Stated problem: Reproduce the records from the line containing "point: dirt path" through the end of the records, substituting "sheet metal roof" for "corrugated metal roof" and leaving everything else unchanged.

======

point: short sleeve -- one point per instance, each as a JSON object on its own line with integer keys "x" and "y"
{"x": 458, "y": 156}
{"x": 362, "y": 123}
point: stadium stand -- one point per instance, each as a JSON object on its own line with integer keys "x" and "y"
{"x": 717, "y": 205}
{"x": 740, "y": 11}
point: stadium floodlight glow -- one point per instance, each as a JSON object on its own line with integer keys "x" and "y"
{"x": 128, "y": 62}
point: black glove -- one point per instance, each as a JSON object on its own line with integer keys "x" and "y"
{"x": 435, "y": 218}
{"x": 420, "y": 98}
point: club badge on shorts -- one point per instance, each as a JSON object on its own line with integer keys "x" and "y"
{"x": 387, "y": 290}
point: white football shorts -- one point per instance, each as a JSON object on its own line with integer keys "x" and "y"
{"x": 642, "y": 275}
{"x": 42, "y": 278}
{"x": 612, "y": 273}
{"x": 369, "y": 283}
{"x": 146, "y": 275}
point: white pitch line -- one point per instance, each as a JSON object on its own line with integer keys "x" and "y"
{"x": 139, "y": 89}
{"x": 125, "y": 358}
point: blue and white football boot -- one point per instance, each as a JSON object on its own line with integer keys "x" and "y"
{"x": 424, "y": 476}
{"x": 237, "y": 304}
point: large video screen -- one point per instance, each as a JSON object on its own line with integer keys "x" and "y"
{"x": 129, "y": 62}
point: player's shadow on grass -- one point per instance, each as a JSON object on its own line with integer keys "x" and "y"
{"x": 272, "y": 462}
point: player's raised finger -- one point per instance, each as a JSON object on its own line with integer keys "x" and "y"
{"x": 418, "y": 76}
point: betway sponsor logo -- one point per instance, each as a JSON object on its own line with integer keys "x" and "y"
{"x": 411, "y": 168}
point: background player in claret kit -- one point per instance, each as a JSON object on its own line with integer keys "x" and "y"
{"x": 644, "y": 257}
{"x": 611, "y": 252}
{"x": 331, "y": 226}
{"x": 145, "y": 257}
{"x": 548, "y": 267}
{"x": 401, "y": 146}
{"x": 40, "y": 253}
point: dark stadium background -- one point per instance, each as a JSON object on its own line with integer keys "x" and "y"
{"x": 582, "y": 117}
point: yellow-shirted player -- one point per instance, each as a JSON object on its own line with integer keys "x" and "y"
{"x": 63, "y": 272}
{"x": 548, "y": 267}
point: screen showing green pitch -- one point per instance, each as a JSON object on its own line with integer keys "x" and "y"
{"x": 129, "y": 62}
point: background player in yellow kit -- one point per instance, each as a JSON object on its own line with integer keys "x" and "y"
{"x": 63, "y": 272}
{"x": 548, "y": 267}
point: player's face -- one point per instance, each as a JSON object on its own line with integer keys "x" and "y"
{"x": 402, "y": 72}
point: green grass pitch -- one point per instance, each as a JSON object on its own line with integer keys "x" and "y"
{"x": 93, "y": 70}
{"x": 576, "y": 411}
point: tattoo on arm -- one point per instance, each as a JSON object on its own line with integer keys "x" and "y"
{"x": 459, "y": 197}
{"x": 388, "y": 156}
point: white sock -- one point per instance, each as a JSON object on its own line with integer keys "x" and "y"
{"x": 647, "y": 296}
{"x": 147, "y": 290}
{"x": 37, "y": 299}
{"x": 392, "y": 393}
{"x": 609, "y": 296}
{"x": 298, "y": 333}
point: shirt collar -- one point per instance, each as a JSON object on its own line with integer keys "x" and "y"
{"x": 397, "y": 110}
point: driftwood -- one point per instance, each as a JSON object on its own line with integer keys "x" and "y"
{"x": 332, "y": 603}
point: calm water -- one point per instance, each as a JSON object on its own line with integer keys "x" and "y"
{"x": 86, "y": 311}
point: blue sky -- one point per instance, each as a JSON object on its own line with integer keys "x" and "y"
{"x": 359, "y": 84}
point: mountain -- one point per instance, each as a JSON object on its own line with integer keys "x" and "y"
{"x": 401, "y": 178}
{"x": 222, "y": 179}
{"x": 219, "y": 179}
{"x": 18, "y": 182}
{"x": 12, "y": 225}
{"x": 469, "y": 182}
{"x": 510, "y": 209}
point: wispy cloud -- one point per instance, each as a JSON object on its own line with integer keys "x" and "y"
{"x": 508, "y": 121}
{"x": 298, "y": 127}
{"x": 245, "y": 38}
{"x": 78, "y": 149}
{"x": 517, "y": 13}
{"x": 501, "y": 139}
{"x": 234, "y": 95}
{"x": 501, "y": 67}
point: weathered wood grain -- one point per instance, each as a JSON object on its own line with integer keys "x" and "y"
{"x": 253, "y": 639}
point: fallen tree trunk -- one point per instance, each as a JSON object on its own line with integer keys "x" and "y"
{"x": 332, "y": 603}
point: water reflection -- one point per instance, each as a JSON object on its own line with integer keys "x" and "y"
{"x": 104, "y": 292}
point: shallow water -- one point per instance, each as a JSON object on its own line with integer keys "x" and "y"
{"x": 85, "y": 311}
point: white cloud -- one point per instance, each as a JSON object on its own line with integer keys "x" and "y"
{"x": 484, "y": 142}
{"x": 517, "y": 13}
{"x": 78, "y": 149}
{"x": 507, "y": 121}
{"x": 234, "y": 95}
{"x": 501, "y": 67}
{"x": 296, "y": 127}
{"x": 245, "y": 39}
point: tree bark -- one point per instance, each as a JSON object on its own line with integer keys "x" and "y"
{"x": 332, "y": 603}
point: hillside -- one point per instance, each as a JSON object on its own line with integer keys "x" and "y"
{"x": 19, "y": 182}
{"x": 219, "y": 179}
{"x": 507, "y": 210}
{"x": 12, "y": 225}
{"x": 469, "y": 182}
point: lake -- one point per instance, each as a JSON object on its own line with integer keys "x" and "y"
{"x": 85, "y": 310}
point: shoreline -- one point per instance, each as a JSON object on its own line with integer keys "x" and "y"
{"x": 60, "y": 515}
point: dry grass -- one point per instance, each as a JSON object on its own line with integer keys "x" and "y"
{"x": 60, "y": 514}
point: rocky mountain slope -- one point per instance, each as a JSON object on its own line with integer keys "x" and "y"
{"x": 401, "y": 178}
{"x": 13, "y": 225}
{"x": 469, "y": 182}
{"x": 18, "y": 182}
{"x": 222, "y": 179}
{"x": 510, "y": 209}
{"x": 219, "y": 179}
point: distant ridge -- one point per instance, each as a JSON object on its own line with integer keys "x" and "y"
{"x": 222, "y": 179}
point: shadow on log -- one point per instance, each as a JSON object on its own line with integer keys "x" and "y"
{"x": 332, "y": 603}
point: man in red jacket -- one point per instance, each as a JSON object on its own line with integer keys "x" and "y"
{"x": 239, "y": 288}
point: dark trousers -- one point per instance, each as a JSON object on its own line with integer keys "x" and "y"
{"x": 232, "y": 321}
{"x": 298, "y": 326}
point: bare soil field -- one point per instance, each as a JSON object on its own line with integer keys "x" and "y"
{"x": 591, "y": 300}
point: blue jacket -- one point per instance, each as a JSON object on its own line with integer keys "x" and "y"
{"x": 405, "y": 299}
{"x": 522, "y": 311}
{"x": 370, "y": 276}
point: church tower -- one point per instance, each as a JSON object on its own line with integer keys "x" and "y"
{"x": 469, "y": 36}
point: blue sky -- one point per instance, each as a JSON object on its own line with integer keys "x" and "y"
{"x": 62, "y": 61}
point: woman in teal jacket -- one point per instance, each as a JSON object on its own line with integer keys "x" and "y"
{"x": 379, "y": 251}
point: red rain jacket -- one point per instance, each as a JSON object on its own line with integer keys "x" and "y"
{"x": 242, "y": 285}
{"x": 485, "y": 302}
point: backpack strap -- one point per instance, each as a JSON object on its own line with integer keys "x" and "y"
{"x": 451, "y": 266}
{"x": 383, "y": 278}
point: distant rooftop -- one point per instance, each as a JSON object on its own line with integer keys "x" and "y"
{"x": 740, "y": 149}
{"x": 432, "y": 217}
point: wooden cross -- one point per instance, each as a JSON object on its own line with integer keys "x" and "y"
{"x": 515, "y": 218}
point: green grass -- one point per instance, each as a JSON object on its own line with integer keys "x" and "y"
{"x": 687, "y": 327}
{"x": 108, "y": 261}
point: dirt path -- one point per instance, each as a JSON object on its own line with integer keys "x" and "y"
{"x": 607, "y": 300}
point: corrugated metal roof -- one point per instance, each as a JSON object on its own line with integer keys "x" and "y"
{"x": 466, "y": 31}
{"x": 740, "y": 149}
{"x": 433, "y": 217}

======

Solution to this task:
point: dirt path -- one point per instance, each as a JSON object on its own line with integer keys "x" and "y"
{"x": 607, "y": 300}
point: sheet metal roof -- one point per instance, each as a JSON object on its own line with integer keys "x" and "y"
{"x": 466, "y": 31}
{"x": 740, "y": 149}
{"x": 433, "y": 217}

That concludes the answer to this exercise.